> Stored items from a collection:
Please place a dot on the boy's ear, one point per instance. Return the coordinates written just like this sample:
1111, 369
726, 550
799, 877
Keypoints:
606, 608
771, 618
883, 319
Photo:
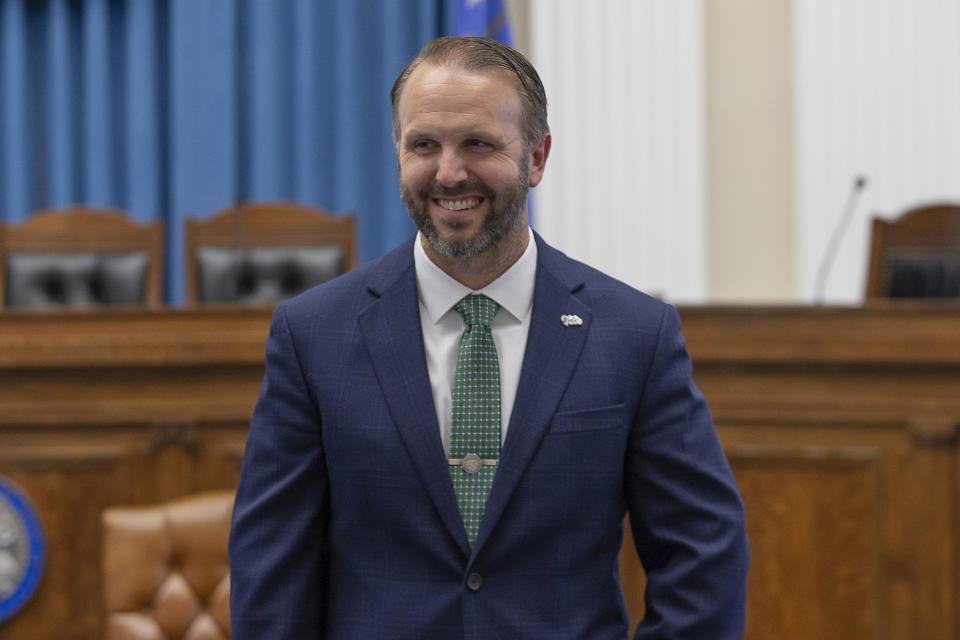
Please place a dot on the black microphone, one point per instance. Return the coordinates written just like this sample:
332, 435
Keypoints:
859, 184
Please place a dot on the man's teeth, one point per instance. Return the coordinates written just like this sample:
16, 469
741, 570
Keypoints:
458, 205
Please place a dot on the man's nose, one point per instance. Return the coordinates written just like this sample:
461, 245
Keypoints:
451, 169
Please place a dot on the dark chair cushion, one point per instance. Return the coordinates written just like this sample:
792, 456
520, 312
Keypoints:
925, 276
263, 275
50, 280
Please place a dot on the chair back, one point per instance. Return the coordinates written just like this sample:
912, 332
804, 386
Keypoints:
916, 255
165, 570
261, 253
80, 257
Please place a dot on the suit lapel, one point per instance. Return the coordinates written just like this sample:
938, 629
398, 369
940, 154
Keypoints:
391, 330
550, 357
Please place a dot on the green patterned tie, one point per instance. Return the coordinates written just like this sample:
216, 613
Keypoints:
475, 426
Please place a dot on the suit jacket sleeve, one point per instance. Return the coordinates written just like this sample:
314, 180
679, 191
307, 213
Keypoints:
685, 510
277, 538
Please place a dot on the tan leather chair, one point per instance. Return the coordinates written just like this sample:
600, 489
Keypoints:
166, 575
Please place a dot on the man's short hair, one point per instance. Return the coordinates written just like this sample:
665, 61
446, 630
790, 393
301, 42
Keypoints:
483, 54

> TASK DESCRIPTION: Rewrite all of the records with each "Keypoints" changed to "Marked points" and everything else left as it is, omitting the pictures.

> OUTPUT BELOW:
Please place a dot on the boy's ear, one point per instance. Return the coordinates written just like this sample:
1111, 369
726, 550
799, 877
Marked points:
606, 608
771, 618
883, 319
Photo:
Please place a dot on the black microphone, one point per instance. Return the coordinates written just like this sample:
332, 435
Marked points:
859, 184
Please place a dot on the man's teeth, one point per instance. Return the coordinates written just like this sample:
16, 469
741, 570
Marked points:
458, 205
Please place a dot on the man's nose, one point per instance. Return the coordinates written just like this sample:
461, 245
Marked points:
451, 169
Please place a dot on the dark chair cushion, one point per instance. Return the coordinates written just like this sample:
792, 456
520, 312
Marked points:
925, 276
263, 275
50, 280
Please place a dot on the chair back, one point per instance. Return the coordinates written just like this sample:
912, 332
804, 386
Marked points:
916, 255
165, 570
261, 253
80, 257
Please place a dot on the suit lapel, one point per instance. Return the coordinates written just like this sample:
938, 629
398, 369
940, 154
Marked points:
391, 330
550, 357
Please place a dot on the green patterned tie, one point per instance. Return the coordinates written just like this sample:
216, 613
Marked points:
475, 426
Please place a dot on the suit jacket sleeve, one point per instance. Return the coordinates written just like this sample:
314, 180
679, 191
307, 213
Marked points:
685, 510
277, 538
Please place a dot on the tan leather chair, one point per instance. Return the coordinates written just like this sample:
600, 489
Marked points:
166, 575
Please place a dot on the man's short hair, one point per instance. Return the coordinates written just like this sample:
665, 61
446, 630
790, 393
301, 42
Marked points:
483, 54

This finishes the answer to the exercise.